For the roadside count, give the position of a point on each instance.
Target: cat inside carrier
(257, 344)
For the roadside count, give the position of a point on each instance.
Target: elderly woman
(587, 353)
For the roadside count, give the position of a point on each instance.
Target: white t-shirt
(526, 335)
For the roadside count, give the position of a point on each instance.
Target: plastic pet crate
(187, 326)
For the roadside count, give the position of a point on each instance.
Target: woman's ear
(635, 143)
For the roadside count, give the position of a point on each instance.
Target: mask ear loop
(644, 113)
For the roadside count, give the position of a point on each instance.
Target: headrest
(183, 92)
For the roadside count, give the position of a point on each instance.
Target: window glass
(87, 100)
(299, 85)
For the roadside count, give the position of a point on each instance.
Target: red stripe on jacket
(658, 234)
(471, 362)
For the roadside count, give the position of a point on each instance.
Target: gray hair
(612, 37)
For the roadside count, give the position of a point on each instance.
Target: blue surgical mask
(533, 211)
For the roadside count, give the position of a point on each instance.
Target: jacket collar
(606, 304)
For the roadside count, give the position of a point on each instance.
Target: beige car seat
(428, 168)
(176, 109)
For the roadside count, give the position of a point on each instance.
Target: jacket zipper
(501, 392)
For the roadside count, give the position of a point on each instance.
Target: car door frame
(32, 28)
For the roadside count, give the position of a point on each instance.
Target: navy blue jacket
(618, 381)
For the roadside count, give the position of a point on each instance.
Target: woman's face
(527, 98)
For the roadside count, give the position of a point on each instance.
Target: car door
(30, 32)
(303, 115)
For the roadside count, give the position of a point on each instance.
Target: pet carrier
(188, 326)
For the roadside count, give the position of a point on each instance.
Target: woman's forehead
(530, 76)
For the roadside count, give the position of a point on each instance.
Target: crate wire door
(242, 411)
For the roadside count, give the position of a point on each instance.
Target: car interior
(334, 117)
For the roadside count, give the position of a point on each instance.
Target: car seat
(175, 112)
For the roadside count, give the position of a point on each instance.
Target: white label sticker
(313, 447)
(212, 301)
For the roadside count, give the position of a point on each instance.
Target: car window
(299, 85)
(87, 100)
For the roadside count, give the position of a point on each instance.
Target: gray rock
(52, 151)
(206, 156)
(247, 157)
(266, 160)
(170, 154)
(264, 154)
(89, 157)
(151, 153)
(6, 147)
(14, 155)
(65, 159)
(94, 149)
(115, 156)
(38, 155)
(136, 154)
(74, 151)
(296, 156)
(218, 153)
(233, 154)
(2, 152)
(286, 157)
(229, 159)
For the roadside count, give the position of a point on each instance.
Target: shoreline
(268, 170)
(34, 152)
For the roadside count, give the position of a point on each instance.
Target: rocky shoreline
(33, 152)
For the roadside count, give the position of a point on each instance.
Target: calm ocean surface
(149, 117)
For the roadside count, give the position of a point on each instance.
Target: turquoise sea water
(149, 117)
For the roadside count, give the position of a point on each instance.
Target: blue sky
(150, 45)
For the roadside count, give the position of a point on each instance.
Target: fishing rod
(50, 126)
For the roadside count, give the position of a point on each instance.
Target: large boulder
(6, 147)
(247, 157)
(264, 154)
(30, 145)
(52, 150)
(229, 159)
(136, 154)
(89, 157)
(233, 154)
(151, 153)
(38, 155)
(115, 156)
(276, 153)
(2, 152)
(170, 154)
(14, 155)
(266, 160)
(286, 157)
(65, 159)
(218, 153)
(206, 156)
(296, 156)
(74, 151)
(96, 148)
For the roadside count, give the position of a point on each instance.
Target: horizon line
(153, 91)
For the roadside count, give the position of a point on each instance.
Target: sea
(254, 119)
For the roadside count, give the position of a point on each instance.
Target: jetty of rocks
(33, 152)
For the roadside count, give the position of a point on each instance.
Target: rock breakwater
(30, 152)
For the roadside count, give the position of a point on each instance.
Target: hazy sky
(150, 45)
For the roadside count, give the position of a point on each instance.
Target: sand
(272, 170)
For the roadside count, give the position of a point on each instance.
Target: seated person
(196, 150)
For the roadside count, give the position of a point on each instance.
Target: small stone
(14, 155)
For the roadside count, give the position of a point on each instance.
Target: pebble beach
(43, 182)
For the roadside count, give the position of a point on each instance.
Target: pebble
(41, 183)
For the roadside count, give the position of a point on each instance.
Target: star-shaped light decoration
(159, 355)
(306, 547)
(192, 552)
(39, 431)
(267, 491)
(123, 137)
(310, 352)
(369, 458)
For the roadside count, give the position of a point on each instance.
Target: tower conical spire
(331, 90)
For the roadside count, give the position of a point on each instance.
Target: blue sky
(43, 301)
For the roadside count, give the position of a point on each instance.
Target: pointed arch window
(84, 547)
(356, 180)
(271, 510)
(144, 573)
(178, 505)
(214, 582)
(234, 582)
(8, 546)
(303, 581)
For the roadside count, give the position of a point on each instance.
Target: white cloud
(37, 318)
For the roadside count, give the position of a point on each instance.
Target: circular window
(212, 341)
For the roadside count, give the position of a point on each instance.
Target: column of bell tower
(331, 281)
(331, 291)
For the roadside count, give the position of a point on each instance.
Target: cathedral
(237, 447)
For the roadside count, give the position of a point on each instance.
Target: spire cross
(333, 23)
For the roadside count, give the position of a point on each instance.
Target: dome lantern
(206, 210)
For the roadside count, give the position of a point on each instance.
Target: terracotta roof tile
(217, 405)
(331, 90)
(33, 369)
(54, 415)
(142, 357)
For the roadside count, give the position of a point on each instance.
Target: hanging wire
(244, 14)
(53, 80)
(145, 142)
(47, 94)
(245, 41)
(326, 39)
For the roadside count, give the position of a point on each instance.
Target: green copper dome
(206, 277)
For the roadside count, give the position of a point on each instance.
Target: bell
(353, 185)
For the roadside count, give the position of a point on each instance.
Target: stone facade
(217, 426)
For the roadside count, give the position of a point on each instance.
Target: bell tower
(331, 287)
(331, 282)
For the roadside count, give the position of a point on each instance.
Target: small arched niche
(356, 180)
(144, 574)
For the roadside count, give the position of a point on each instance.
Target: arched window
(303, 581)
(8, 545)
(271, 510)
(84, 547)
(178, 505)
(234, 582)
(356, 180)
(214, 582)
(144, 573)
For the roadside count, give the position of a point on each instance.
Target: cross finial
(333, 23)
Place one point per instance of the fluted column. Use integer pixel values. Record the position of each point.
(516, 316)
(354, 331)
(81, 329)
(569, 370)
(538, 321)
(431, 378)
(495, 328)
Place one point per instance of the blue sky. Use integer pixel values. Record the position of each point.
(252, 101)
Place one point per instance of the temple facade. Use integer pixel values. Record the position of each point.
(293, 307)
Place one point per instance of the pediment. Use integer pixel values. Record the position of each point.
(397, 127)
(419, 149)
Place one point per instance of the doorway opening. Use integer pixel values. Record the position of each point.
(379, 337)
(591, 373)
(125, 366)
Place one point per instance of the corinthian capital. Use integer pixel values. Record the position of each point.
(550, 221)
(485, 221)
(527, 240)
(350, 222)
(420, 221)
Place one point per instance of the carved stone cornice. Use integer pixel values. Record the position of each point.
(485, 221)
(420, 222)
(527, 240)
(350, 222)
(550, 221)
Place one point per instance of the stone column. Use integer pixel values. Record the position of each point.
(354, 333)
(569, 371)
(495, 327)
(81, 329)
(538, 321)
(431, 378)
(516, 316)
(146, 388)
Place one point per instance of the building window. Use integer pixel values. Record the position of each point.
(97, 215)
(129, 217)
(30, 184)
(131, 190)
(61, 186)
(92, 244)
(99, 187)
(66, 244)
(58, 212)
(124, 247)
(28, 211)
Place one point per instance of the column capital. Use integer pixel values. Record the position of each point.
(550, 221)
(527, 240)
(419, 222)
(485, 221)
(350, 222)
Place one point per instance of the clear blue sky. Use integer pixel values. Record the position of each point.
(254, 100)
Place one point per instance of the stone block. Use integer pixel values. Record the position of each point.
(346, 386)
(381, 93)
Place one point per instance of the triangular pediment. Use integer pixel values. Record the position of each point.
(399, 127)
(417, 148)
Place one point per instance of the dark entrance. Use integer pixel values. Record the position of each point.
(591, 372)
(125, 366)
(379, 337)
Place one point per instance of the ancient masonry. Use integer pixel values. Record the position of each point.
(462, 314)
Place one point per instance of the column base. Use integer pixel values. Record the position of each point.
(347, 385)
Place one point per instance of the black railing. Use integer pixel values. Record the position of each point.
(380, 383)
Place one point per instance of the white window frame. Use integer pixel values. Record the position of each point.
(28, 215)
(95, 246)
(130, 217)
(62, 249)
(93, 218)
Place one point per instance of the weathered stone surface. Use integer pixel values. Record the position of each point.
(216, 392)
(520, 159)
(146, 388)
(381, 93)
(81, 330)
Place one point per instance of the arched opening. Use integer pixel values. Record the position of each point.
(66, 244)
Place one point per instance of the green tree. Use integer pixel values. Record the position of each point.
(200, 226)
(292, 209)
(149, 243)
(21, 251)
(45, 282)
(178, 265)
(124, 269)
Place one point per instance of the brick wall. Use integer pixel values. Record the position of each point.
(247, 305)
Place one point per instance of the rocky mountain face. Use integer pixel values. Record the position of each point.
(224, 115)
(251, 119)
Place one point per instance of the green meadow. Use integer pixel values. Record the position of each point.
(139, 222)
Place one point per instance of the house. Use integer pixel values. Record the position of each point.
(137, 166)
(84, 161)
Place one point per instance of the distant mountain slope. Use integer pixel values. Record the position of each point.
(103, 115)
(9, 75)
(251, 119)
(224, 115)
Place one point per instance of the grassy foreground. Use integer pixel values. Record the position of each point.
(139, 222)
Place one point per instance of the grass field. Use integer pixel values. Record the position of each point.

□ □ □ □ □

_AIM:_
Beginning with the line that contains "Place one point per instance of the rocky", quote each line exactly through the last line of the entries above, and nothing beyond them.

_ANSWER TO THE TASK:_
Place one point per instance of the rocky mountain face. Use integer pixel values. Record the position of each point.
(224, 115)
(251, 119)
Place one point per instance of the green meadow. Use integer pixel values. Record the position of each point.
(139, 222)
Place one point per instance of the house. Use integer pixel values. Record the position of each point.
(137, 166)
(84, 161)
Place one point per instance of the distant mountain slope. Use integer pixel values. Record the position of each point.
(103, 115)
(9, 75)
(251, 119)
(224, 115)
Place one point per instance of the grassy foreground. Use integer pixel values. Record the position of each point.
(139, 222)
Place one point per instance of the grass field. Use integer pixel values. Record the position of each point.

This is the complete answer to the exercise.